> **THE PROBLEM**
Pull out every line of the material below that contains the string "plank", and copy each one unchanged. Matches must have the same uppercase and lowercase letters.

───── SUPPLIED DATA ─────

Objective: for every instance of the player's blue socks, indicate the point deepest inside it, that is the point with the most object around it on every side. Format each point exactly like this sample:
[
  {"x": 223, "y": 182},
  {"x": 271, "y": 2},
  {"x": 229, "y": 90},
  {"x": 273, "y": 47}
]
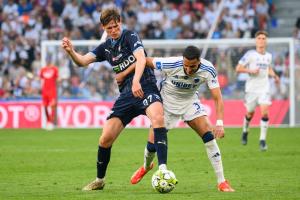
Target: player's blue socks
[
  {"x": 103, "y": 160},
  {"x": 161, "y": 144},
  {"x": 150, "y": 147},
  {"x": 208, "y": 136}
]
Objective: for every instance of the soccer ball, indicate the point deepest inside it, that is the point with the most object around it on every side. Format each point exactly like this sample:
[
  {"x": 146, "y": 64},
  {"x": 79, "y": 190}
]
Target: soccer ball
[{"x": 164, "y": 181}]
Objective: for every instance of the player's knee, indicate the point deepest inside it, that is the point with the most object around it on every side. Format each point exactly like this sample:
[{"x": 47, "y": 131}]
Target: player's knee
[
  {"x": 157, "y": 121},
  {"x": 105, "y": 142}
]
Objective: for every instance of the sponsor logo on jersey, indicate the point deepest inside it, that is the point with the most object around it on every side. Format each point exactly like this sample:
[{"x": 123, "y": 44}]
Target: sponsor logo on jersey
[
  {"x": 182, "y": 85},
  {"x": 117, "y": 57},
  {"x": 123, "y": 65},
  {"x": 158, "y": 65}
]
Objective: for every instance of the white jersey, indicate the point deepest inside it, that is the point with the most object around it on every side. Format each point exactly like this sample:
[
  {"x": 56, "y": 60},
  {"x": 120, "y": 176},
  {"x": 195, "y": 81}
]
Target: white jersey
[
  {"x": 178, "y": 89},
  {"x": 253, "y": 60}
]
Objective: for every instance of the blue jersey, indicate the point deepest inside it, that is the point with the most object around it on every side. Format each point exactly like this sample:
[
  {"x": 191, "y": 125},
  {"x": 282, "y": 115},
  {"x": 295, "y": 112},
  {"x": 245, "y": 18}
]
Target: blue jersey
[{"x": 119, "y": 53}]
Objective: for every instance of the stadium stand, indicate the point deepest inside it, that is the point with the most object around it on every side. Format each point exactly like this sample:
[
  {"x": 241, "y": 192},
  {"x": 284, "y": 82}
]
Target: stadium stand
[{"x": 24, "y": 24}]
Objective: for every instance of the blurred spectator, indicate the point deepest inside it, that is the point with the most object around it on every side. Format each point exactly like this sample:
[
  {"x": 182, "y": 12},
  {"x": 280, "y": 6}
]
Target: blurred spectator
[
  {"x": 24, "y": 24},
  {"x": 296, "y": 33}
]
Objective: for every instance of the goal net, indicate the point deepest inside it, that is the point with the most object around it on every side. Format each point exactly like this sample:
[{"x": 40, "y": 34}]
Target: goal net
[{"x": 223, "y": 53}]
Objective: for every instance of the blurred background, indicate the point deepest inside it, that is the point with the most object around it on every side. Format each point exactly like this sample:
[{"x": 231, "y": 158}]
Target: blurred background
[{"x": 25, "y": 24}]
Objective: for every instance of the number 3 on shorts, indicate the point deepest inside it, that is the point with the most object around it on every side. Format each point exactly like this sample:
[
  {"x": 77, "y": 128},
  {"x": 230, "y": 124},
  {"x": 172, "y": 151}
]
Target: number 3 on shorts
[{"x": 148, "y": 100}]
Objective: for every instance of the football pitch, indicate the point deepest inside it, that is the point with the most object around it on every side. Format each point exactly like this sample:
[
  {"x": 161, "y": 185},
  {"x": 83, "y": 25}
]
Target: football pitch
[{"x": 37, "y": 164}]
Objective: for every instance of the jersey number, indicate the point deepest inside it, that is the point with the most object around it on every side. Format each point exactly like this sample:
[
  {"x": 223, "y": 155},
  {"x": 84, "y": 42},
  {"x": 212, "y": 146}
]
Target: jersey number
[{"x": 148, "y": 100}]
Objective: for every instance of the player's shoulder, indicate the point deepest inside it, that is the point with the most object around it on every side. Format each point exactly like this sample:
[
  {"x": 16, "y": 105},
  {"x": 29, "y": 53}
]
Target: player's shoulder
[
  {"x": 208, "y": 67},
  {"x": 169, "y": 62},
  {"x": 129, "y": 33},
  {"x": 250, "y": 52},
  {"x": 268, "y": 54}
]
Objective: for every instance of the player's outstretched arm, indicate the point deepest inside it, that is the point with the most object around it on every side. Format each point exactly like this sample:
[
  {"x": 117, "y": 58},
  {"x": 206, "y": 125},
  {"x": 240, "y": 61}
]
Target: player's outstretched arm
[
  {"x": 217, "y": 96},
  {"x": 80, "y": 60},
  {"x": 122, "y": 75},
  {"x": 139, "y": 70}
]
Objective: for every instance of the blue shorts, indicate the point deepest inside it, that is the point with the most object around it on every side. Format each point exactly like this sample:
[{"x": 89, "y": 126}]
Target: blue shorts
[{"x": 128, "y": 107}]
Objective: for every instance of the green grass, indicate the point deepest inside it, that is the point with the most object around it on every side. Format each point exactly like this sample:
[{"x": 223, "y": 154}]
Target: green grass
[{"x": 36, "y": 164}]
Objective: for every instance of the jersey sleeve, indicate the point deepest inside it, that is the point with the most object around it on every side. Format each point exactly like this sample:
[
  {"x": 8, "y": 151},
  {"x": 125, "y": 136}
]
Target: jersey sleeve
[
  {"x": 245, "y": 59},
  {"x": 41, "y": 73},
  {"x": 167, "y": 65},
  {"x": 56, "y": 72},
  {"x": 134, "y": 41},
  {"x": 212, "y": 81},
  {"x": 99, "y": 52}
]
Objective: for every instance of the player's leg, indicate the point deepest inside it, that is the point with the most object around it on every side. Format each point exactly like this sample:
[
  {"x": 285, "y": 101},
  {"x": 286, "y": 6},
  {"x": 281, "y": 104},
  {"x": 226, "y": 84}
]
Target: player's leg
[
  {"x": 52, "y": 114},
  {"x": 246, "y": 122},
  {"x": 203, "y": 128},
  {"x": 53, "y": 117},
  {"x": 250, "y": 104},
  {"x": 149, "y": 155},
  {"x": 155, "y": 113},
  {"x": 264, "y": 101},
  {"x": 111, "y": 131},
  {"x": 264, "y": 122},
  {"x": 46, "y": 103}
]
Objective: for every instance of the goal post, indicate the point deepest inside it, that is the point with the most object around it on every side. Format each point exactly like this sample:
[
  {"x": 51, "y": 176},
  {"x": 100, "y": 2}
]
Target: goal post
[{"x": 233, "y": 48}]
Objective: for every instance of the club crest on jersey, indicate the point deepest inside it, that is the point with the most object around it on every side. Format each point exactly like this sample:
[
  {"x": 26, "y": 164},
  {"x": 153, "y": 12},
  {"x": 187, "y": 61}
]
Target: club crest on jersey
[
  {"x": 158, "y": 65},
  {"x": 123, "y": 65},
  {"x": 117, "y": 57}
]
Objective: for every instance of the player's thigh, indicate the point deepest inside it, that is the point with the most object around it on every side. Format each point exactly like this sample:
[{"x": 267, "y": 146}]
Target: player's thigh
[
  {"x": 151, "y": 135},
  {"x": 155, "y": 113},
  {"x": 200, "y": 125},
  {"x": 45, "y": 100},
  {"x": 264, "y": 102},
  {"x": 264, "y": 109},
  {"x": 170, "y": 119},
  {"x": 251, "y": 101},
  {"x": 111, "y": 130}
]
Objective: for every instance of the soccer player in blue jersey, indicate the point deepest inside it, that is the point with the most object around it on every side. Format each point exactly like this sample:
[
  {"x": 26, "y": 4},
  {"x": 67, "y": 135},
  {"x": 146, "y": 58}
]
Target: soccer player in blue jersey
[
  {"x": 138, "y": 92},
  {"x": 183, "y": 77}
]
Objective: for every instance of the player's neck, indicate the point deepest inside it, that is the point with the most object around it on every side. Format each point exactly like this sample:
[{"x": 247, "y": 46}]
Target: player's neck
[{"x": 261, "y": 50}]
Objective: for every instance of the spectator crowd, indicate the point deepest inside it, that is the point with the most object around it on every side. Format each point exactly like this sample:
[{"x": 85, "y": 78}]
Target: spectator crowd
[{"x": 25, "y": 23}]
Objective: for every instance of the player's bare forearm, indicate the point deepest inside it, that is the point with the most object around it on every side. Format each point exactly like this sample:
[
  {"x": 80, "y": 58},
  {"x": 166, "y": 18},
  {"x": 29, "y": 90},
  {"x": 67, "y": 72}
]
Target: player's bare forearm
[
  {"x": 149, "y": 62},
  {"x": 273, "y": 75},
  {"x": 81, "y": 60},
  {"x": 140, "y": 65},
  {"x": 217, "y": 96},
  {"x": 122, "y": 75}
]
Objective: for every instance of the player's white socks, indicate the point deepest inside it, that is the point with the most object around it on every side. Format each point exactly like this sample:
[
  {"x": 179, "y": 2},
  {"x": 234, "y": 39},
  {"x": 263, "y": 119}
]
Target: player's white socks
[
  {"x": 162, "y": 167},
  {"x": 263, "y": 129},
  {"x": 148, "y": 158},
  {"x": 214, "y": 155},
  {"x": 246, "y": 124}
]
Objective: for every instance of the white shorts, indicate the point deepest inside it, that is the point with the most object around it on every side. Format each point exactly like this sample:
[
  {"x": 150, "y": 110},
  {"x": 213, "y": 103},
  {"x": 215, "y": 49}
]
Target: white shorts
[
  {"x": 254, "y": 99},
  {"x": 192, "y": 111}
]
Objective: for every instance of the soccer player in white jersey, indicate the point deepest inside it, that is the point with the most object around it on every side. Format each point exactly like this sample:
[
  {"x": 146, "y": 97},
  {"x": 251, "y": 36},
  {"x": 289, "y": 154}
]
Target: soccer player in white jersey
[
  {"x": 257, "y": 63},
  {"x": 184, "y": 75}
]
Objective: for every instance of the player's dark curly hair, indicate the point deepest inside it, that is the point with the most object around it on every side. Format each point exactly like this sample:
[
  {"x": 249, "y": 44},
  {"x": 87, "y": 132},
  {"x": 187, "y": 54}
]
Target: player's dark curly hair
[
  {"x": 261, "y": 33},
  {"x": 191, "y": 53},
  {"x": 110, "y": 14}
]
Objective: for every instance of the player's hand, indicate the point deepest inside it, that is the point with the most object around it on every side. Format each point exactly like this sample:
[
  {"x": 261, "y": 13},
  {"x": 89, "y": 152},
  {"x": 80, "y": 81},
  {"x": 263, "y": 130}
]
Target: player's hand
[
  {"x": 219, "y": 132},
  {"x": 120, "y": 78},
  {"x": 137, "y": 89},
  {"x": 277, "y": 79},
  {"x": 253, "y": 71},
  {"x": 67, "y": 45}
]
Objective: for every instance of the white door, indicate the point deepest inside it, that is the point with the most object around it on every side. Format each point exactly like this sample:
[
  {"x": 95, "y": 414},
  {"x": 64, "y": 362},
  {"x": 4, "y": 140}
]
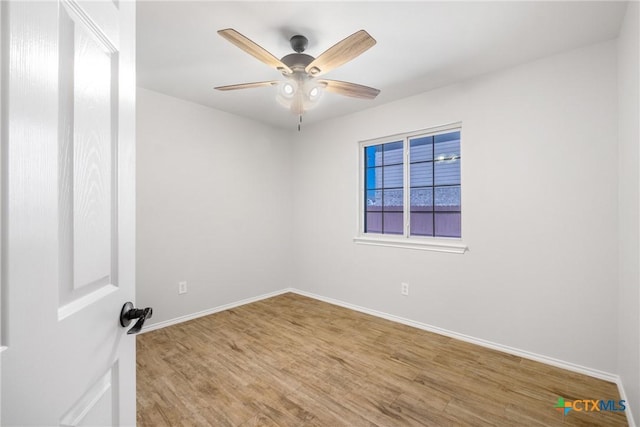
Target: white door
[{"x": 68, "y": 214}]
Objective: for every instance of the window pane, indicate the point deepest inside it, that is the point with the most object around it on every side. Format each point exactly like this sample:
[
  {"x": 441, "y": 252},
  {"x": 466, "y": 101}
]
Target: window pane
[
  {"x": 373, "y": 178},
  {"x": 447, "y": 171},
  {"x": 392, "y": 153},
  {"x": 393, "y": 176},
  {"x": 421, "y": 224},
  {"x": 421, "y": 149},
  {"x": 422, "y": 200},
  {"x": 447, "y": 145},
  {"x": 392, "y": 222},
  {"x": 393, "y": 200},
  {"x": 448, "y": 225},
  {"x": 421, "y": 174},
  {"x": 373, "y": 155},
  {"x": 374, "y": 222},
  {"x": 374, "y": 200},
  {"x": 447, "y": 198}
]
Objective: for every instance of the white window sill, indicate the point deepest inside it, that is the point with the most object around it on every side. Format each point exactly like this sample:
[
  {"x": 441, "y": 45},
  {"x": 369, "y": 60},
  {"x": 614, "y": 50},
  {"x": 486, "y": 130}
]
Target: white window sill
[{"x": 454, "y": 246}]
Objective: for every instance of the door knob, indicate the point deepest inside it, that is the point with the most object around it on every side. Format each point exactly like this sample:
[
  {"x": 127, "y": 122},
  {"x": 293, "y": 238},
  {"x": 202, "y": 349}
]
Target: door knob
[{"x": 128, "y": 313}]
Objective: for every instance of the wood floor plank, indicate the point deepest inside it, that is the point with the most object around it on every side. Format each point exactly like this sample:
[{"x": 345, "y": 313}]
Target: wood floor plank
[{"x": 295, "y": 361}]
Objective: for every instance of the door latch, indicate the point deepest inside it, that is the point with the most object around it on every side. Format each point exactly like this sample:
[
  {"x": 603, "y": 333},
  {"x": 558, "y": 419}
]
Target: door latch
[{"x": 129, "y": 313}]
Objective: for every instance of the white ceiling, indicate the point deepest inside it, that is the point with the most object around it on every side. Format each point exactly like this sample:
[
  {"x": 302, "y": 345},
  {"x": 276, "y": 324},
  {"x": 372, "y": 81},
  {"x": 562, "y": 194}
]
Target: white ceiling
[{"x": 421, "y": 46}]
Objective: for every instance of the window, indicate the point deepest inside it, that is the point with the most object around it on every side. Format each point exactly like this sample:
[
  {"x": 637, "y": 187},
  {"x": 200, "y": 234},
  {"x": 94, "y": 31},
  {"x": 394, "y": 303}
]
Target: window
[{"x": 411, "y": 190}]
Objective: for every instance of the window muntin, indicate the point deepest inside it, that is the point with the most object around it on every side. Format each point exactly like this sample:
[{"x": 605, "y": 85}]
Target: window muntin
[{"x": 426, "y": 169}]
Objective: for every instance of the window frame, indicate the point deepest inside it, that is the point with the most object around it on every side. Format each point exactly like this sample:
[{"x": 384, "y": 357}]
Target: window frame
[{"x": 406, "y": 240}]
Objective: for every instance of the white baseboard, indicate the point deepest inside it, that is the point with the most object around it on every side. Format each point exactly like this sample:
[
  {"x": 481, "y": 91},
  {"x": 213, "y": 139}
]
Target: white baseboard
[
  {"x": 185, "y": 318},
  {"x": 477, "y": 341},
  {"x": 623, "y": 396}
]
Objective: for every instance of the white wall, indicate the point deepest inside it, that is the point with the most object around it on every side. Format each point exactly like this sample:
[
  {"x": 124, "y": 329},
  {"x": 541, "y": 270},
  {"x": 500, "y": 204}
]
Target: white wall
[
  {"x": 539, "y": 160},
  {"x": 629, "y": 213},
  {"x": 214, "y": 207}
]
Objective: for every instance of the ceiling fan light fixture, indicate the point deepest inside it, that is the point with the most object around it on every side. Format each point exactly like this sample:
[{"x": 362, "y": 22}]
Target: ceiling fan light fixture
[{"x": 288, "y": 89}]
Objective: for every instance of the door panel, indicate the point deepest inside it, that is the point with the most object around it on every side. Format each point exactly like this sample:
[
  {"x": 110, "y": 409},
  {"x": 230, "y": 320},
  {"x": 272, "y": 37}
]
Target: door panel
[{"x": 69, "y": 213}]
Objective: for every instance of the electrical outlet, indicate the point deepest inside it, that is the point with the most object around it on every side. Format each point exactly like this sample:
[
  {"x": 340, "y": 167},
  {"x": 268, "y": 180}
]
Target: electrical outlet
[
  {"x": 182, "y": 287},
  {"x": 404, "y": 288}
]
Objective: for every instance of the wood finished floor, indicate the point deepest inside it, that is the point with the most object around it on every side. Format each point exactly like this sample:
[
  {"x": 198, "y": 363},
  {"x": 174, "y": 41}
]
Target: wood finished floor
[{"x": 295, "y": 361}]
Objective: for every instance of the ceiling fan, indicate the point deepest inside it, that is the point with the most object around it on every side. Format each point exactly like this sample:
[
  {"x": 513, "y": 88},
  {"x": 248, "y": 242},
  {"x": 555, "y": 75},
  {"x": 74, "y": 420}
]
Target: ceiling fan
[{"x": 301, "y": 90}]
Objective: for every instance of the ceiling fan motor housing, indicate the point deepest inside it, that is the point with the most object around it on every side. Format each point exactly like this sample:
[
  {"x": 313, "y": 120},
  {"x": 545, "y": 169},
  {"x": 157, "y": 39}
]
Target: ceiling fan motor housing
[{"x": 298, "y": 43}]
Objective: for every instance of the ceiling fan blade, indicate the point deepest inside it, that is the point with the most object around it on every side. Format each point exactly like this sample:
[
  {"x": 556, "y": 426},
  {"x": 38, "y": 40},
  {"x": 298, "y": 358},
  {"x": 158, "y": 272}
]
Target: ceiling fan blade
[
  {"x": 350, "y": 89},
  {"x": 254, "y": 49},
  {"x": 247, "y": 85},
  {"x": 341, "y": 52}
]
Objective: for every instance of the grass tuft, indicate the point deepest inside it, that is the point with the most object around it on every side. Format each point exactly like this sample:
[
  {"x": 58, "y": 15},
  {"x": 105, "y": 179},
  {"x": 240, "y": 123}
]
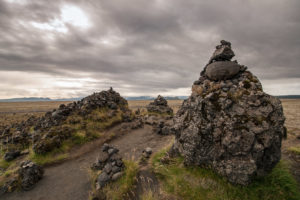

─────

> **SOLUTION TO THE EXERCISE**
Objective: for every instance of the wood floor plank, indicate the point deepest inside it, that is the point with the most object around it on every side. Format each point exactly like this sample:
Target: wood floor plank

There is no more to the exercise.